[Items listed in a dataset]
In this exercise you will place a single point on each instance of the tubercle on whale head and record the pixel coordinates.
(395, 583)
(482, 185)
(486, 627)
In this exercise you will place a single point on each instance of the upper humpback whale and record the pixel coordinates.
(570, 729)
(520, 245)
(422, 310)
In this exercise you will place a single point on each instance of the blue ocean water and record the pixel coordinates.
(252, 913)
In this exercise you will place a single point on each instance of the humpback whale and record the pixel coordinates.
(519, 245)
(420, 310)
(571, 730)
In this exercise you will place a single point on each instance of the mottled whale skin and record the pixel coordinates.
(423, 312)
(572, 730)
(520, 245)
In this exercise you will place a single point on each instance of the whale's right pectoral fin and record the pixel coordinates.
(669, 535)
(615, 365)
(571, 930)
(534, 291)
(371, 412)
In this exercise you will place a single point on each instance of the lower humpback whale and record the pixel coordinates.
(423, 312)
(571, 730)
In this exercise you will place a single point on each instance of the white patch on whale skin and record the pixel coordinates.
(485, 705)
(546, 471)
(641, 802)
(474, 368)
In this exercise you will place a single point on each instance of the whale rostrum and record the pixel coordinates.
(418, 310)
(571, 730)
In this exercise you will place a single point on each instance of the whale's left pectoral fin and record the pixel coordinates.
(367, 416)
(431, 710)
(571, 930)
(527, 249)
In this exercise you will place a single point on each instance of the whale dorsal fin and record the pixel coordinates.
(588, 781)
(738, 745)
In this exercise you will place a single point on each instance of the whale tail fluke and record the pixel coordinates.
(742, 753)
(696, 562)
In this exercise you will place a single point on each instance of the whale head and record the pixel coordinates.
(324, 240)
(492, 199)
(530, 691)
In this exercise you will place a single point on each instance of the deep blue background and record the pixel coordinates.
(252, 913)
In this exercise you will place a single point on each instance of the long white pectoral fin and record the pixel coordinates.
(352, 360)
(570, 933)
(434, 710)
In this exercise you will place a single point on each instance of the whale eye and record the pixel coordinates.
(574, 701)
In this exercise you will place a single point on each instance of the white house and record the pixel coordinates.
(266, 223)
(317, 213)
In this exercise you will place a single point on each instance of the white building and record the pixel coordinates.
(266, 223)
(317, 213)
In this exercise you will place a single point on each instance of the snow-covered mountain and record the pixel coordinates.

What to work on: From the line with "the whale head and record the pixel coordinates." through the last line of the records, set down every line exactly as written and leave out all others.

The completed task:
In this exercise you will place a single point on each instance of the whale head and record the pixel coordinates.
(324, 240)
(492, 199)
(530, 691)
In this exercise you will place a single point on each instance of the deep blue background and record the pixel coordinates.
(252, 913)
In this exercise you will place a single point on each instance of the long white pectoral fin and record the pixel coordinates.
(352, 360)
(570, 933)
(434, 710)
In this exercise you will place a single point on each instance of the whale eye and record the pixel coordinates.
(574, 701)
In this exercise you will place a single point on each instance of the white house and record the pixel coordinates.
(266, 223)
(317, 213)
In this exercise you will place a single point on each instance of the white building and record the pixel coordinates.
(266, 223)
(317, 213)
In this exercise you will place a single point on each instance of the snow-covered mountain and record the pixel coordinates.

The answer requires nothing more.